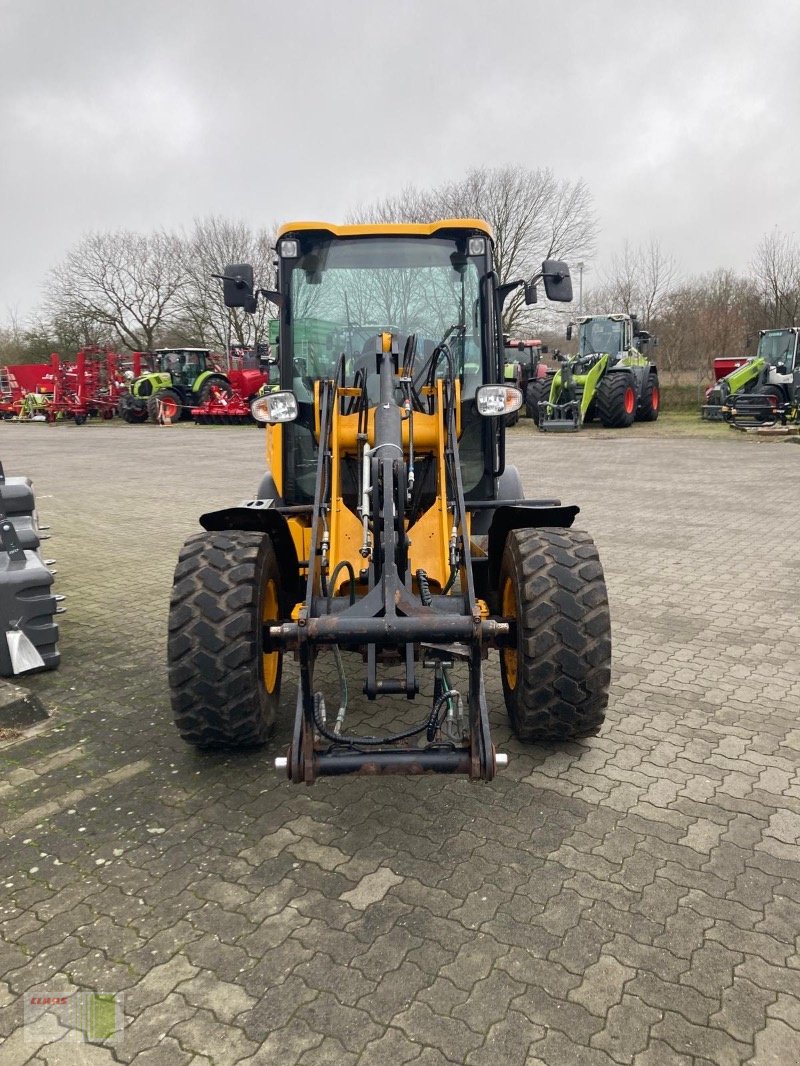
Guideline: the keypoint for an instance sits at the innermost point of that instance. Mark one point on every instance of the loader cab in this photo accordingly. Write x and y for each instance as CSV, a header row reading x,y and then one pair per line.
x,y
604,334
428,286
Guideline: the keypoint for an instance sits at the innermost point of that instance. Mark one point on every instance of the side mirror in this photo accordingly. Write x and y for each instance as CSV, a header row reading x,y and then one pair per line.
x,y
557,280
237,287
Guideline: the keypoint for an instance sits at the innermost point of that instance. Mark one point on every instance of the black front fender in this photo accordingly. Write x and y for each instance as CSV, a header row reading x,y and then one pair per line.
x,y
521,517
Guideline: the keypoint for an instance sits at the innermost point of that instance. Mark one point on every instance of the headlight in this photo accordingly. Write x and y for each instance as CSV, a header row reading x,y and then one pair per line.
x,y
275,407
496,400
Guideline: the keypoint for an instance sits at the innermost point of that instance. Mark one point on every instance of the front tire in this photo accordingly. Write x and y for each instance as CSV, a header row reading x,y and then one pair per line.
x,y
616,400
557,673
651,401
224,687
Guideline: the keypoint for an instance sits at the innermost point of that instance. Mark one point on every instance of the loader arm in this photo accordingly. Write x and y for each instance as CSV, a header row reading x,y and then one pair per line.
x,y
373,597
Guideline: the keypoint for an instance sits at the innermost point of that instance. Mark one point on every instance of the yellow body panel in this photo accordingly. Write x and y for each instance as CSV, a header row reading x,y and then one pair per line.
x,y
388,228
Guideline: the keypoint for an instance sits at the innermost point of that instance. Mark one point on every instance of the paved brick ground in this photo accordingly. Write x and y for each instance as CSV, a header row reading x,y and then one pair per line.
x,y
634,899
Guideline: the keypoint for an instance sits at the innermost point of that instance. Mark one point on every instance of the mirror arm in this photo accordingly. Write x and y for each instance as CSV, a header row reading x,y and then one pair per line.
x,y
272,295
507,288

Activity: Everything in the listing above must be restated word for word, except the images.

Answer section:
Guideline: the keypoint for an instance sits at the innermost point of that instance. Mark one point on every instance of the loader cab in this photo accordingly. Write x and y for each instance as CSV, a header row reading x,y and then one pair per line.
x,y
604,334
428,286
Guideline: the keypoint for an instance sits at the innermost point of that instance. Mark one point on every instance of the side mirror in this photo accordingly. Write x and y for each instance as CSV, a header row reading x,y and then one pair per line.
x,y
557,280
237,287
Guideline: the keypoint for an instance sits at the innermost point of that instance. Mark one point on every instance of the black front fender in this photo accordingly. Write x and y for each instance as CSV, a header row reading x,y and then one pair per line.
x,y
521,517
Guideline: the keypoint for an instance sits at the innermost point of that instance. Mark one point on every instance of the headlight in this photo accordingly. Write x and y for each instance as CSV, a header row reading x,y and then one pair per line.
x,y
275,407
496,400
Guideline: the keypoint for an instance sits at the innermost point of that instance. Mark one point on every instance of the front tire in this photo accordingly. Write x and y for each instance as CSV, a header row reading x,y and then one pair per line.
x,y
616,400
557,673
651,401
224,687
Guideline: the keypoint for an instance sits at the innermost point of that instance. Mark one point on every instance of the loader arm in this photo accordingly. Write x and y for each instance as CSV, a header row reading x,y and then one pair per line.
x,y
373,597
Guideline: the keypoint for an instance sits at the innermost point of that instance. Mark one point on every instance of the yellow body panel in this photo accordingly. Write x and y for each instance as CSV, a header row reading x,y and then one pair per line.
x,y
388,228
Guideline: the keypoint for an instance sits at the innermost point of that instance. Mark one point on every instance of the paved brick ground in this photo accordingly. Write x and y for each instance as CSV, a header row reading x,y and then one pair per line.
x,y
634,899
Guideline: the keypoint for an instance sits at the innermost point of that instance. Mark one point on every instance of the mirror arm in this photo accordingly. Write x and y for each instance as CSV, a header row reading x,y and then one pair per line.
x,y
272,295
507,288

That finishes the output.